[Work to do] Repeat the entries starting at the line containing "Every roof rail — box them." and ending at the line containing "[1105,361,1160,461]", swapping "black" for "dark" and leaving everything else unchanged.

[Stored data]
(begin)

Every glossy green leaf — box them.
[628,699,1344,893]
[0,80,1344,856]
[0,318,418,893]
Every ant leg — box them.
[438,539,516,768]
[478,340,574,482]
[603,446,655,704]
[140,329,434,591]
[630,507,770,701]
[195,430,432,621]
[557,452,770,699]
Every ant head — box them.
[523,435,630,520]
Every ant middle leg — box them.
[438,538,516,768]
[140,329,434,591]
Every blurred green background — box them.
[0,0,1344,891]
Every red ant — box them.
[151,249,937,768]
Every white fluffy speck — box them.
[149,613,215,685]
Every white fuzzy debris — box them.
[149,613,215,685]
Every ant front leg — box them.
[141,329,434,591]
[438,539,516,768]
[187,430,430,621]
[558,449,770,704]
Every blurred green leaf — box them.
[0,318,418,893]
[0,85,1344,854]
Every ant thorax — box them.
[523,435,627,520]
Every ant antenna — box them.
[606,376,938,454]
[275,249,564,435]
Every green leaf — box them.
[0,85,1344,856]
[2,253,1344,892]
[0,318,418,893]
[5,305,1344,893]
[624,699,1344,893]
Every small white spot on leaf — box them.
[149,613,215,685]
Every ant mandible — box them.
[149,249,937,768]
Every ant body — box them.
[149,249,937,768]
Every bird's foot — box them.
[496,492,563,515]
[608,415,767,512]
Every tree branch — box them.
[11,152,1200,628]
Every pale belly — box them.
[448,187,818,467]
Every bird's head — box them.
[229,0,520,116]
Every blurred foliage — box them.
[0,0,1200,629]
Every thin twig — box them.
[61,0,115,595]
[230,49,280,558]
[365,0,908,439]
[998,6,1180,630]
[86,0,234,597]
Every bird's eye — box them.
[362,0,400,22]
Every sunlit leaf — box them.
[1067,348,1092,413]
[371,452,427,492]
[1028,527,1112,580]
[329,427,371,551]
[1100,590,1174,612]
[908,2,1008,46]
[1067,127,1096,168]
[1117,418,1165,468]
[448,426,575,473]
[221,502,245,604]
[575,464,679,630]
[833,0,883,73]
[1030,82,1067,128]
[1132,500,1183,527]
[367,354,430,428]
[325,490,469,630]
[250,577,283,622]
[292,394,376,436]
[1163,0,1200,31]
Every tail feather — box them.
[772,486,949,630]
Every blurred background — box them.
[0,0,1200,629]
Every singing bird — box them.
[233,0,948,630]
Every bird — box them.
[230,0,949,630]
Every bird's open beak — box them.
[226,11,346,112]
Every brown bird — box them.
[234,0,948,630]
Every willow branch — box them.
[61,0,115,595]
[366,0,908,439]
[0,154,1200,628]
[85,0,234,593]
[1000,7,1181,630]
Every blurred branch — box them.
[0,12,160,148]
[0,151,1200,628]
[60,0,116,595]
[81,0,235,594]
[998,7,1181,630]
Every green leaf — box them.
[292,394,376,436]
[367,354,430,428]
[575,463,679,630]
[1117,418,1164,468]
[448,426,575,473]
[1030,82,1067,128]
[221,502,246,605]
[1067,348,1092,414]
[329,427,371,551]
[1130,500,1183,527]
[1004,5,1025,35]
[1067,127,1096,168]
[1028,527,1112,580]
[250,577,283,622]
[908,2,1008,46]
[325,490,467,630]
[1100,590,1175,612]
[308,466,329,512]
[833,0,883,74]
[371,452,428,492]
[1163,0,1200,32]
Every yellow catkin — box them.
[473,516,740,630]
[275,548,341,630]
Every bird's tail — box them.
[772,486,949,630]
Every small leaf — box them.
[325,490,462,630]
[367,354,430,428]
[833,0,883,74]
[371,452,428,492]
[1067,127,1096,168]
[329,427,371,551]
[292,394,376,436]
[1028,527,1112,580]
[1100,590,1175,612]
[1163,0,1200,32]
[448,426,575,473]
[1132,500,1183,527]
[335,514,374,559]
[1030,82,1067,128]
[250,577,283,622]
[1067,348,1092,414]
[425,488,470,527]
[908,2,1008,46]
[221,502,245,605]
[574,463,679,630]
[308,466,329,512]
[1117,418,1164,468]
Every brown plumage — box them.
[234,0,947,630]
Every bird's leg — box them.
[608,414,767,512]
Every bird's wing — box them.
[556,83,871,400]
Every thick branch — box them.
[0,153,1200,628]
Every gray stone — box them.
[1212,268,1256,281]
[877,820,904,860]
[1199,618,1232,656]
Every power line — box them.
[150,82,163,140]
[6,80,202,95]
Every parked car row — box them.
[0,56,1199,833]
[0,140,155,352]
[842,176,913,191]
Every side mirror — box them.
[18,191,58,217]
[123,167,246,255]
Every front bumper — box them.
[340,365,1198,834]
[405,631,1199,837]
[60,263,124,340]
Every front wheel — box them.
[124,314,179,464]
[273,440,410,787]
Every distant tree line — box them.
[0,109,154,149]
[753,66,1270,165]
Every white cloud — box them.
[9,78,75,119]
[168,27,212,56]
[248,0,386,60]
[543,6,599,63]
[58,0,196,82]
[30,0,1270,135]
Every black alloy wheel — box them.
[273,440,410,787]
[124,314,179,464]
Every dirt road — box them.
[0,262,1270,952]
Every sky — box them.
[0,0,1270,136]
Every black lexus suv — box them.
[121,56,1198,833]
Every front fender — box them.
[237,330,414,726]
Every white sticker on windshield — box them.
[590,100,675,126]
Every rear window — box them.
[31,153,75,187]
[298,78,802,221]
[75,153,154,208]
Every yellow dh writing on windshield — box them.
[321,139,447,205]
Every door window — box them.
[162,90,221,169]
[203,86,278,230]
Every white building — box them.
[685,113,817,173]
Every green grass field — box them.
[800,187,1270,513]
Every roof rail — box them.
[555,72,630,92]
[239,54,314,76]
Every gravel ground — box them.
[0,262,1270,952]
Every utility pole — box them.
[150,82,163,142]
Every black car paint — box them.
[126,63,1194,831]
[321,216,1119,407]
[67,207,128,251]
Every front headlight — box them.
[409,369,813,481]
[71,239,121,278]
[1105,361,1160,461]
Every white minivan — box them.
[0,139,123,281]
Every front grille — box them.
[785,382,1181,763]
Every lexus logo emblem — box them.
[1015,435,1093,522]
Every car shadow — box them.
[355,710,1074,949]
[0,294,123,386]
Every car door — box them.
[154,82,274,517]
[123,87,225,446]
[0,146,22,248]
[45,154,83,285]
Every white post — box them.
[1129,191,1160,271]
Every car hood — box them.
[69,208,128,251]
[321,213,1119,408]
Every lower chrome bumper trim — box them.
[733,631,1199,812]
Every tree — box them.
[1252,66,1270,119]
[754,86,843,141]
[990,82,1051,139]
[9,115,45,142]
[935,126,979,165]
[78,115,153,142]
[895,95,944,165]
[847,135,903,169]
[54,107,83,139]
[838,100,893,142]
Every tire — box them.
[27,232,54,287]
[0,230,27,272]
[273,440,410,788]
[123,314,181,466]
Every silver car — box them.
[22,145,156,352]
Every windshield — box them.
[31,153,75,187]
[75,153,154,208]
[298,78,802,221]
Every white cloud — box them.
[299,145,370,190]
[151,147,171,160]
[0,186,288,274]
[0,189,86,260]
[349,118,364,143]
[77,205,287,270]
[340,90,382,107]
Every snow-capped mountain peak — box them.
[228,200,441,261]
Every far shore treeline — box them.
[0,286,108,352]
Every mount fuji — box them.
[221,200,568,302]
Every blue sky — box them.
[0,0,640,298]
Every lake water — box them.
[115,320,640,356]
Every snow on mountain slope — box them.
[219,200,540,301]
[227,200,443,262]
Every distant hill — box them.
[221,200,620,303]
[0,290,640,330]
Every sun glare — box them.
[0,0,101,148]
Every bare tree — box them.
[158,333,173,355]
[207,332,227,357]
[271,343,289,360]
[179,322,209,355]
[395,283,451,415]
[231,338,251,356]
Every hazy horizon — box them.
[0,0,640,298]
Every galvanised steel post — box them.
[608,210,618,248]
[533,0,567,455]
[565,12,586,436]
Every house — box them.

(end)

[Written answer]
Every roof rail — box them.
[555,72,630,92]
[239,54,314,76]
Every gravel ground — box them.
[0,262,1270,952]
Every utility pole — box them.
[150,82,163,142]
Every dark car paint — box them.
[126,63,1194,831]
[321,216,1119,407]
[67,207,128,251]
Every front headlight — box them.
[409,369,813,481]
[71,239,121,278]
[1105,361,1160,461]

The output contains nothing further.